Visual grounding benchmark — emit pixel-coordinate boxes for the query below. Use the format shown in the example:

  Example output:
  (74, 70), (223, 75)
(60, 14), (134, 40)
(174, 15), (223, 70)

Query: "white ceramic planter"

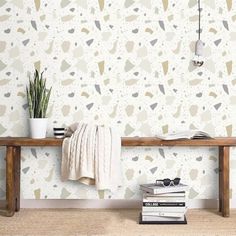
(29, 118), (48, 138)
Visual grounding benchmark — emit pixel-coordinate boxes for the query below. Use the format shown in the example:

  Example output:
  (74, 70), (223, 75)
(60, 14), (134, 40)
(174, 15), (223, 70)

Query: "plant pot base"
(29, 118), (48, 139)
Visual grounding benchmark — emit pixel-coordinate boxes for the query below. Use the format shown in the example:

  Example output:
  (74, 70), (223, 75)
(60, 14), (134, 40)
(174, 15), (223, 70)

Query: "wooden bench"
(0, 137), (233, 217)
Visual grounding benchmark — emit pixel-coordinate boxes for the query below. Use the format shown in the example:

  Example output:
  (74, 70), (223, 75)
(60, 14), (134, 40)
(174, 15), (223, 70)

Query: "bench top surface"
(0, 137), (236, 146)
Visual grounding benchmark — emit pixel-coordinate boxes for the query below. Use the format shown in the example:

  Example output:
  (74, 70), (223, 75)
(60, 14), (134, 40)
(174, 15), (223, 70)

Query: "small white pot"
(29, 118), (48, 138)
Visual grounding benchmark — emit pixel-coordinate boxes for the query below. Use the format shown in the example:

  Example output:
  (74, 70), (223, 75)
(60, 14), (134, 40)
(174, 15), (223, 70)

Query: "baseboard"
(0, 199), (236, 209)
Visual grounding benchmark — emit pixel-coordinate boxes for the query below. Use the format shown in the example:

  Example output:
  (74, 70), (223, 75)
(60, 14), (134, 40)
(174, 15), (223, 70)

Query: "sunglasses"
(156, 178), (180, 187)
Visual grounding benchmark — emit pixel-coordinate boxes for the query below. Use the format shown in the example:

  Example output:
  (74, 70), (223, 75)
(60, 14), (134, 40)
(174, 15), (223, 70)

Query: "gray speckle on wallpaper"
(0, 0), (236, 199)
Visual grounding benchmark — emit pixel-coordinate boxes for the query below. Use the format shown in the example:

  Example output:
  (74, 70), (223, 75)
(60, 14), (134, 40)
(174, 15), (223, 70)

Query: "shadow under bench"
(0, 137), (233, 217)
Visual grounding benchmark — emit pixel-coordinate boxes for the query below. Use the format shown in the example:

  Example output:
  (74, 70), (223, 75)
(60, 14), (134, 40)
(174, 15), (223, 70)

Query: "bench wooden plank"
(0, 137), (236, 146)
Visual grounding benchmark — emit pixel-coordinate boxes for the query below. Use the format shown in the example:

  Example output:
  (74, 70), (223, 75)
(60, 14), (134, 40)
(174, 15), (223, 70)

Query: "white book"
(142, 211), (184, 218)
(143, 191), (186, 199)
(143, 198), (186, 203)
(140, 183), (188, 194)
(156, 130), (212, 140)
(142, 215), (184, 221)
(142, 206), (187, 213)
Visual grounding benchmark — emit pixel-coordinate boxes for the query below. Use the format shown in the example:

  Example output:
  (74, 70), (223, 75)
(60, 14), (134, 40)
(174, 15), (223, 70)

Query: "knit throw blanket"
(61, 123), (122, 192)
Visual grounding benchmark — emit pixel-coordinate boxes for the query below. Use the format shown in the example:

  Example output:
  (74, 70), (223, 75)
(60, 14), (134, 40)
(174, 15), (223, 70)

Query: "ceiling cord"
(198, 0), (201, 40)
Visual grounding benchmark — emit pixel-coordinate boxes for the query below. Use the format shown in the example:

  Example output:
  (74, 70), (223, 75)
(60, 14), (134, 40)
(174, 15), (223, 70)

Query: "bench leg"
(14, 147), (21, 211)
(221, 147), (230, 217)
(219, 147), (223, 212)
(6, 146), (16, 216)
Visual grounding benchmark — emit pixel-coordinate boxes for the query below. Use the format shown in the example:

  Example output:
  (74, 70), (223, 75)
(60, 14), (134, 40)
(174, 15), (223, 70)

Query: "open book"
(156, 130), (212, 140)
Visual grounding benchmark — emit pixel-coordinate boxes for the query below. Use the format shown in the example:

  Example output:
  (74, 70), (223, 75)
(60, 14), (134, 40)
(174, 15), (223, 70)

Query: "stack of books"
(139, 184), (188, 224)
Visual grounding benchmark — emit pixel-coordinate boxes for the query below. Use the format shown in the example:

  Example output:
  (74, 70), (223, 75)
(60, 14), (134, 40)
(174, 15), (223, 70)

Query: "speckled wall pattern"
(0, 0), (236, 199)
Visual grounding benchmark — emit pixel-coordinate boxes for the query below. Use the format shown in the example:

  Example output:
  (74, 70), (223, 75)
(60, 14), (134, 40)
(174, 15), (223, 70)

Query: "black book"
(143, 202), (185, 207)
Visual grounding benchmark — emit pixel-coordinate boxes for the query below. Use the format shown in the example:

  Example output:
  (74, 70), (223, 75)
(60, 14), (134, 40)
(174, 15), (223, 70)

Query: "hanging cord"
(198, 0), (201, 40)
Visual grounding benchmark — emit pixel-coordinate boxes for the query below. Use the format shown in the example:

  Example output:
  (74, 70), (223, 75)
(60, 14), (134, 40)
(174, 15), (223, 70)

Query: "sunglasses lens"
(173, 178), (180, 185)
(163, 179), (171, 186)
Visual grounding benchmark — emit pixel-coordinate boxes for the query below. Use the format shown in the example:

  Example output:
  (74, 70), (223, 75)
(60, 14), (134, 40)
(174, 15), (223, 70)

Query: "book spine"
(152, 186), (186, 194)
(143, 192), (186, 198)
(143, 198), (186, 202)
(143, 202), (185, 207)
(142, 216), (184, 221)
(142, 206), (187, 213)
(142, 211), (184, 217)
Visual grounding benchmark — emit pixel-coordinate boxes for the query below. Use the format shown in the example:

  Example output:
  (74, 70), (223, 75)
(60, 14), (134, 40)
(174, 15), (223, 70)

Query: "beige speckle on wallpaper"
(0, 0), (236, 199)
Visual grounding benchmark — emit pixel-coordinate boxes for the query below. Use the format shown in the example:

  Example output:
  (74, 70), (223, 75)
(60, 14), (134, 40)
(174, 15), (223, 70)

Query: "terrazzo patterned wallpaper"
(0, 0), (236, 199)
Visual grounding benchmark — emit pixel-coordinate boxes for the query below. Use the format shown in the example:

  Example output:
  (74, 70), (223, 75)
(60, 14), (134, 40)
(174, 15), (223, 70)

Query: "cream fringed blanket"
(61, 123), (122, 191)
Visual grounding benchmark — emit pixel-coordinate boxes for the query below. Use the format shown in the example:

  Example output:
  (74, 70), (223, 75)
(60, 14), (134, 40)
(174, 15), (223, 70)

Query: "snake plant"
(26, 69), (52, 118)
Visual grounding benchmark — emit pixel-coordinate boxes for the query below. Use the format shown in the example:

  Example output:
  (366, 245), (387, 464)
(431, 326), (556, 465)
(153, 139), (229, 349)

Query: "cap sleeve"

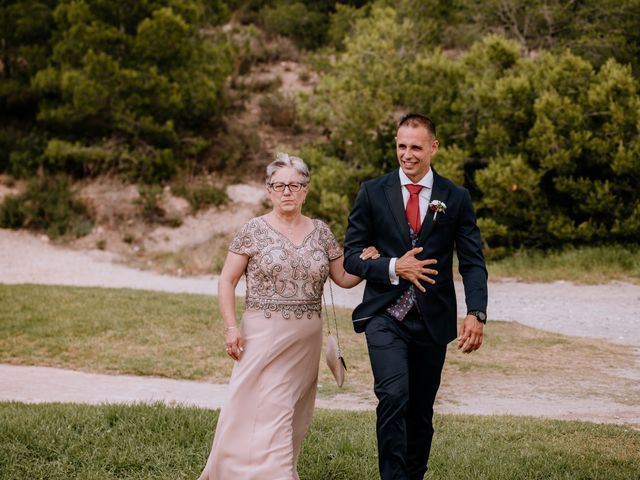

◆ ◆ ◆ ◆ ◆

| Requirements |
Please reproduce everything from the start of the data down to the line containing "(29, 118), (48, 139)", both ends included, and shift each coordinate in the answer boxes by adding 109 to it. Leave the pictures out.

| Result for this task |
Visual grounding benchmark — emit pixel-coordinate boxes for the query below. Use the format shown in the example:

  Example output:
  (74, 70), (223, 75)
(60, 14), (134, 40)
(174, 15), (223, 70)

Query: "white ceramic planter"

(138, 227), (157, 247)
Visual grounding benchmark — emit pixel-coordinate boxes for the query below. Use the format shown in the example:

  Example output:
  (74, 70), (223, 75)
(60, 14), (134, 40)
(174, 15), (223, 70)

Query: "plant pot base"
(138, 227), (157, 248)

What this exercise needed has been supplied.